**Work task:** In how many lines of the records does "below" appear? Answer with one number.

---

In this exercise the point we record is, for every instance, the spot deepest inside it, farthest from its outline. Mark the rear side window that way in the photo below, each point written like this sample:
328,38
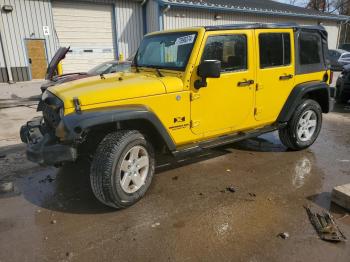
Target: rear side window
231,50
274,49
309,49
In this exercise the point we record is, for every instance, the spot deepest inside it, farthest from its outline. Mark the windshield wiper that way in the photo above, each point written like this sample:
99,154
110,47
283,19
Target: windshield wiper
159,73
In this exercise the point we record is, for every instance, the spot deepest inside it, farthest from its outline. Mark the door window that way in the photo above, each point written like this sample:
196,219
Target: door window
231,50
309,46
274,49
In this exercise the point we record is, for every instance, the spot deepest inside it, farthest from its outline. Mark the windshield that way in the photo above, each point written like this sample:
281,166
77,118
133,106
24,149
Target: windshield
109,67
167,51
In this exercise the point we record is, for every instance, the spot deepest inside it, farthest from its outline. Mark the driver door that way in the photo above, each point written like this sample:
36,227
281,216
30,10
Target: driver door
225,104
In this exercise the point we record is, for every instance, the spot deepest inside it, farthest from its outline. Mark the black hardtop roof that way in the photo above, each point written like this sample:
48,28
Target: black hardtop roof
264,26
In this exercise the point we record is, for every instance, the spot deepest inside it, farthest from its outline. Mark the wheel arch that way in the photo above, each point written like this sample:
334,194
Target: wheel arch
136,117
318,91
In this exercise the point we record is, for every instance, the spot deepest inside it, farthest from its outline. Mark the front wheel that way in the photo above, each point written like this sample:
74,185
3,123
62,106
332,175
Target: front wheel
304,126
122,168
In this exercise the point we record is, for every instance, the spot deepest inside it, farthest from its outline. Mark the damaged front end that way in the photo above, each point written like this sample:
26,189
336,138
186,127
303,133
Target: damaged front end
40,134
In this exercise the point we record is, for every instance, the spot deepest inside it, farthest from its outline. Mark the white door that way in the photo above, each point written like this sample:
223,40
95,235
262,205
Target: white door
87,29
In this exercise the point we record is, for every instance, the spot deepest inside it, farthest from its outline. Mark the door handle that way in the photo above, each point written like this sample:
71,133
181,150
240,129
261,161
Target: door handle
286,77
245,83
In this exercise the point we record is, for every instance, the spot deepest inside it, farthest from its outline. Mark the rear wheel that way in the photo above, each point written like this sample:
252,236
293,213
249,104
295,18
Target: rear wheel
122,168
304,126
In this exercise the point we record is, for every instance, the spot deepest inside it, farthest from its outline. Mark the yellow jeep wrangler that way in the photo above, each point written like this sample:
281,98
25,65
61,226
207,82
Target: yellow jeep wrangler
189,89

---

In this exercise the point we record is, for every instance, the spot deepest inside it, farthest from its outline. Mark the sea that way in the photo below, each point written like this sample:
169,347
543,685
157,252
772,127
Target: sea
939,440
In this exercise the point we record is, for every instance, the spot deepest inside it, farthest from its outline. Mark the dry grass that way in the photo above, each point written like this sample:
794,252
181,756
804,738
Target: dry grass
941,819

---

**Expected answer:** 2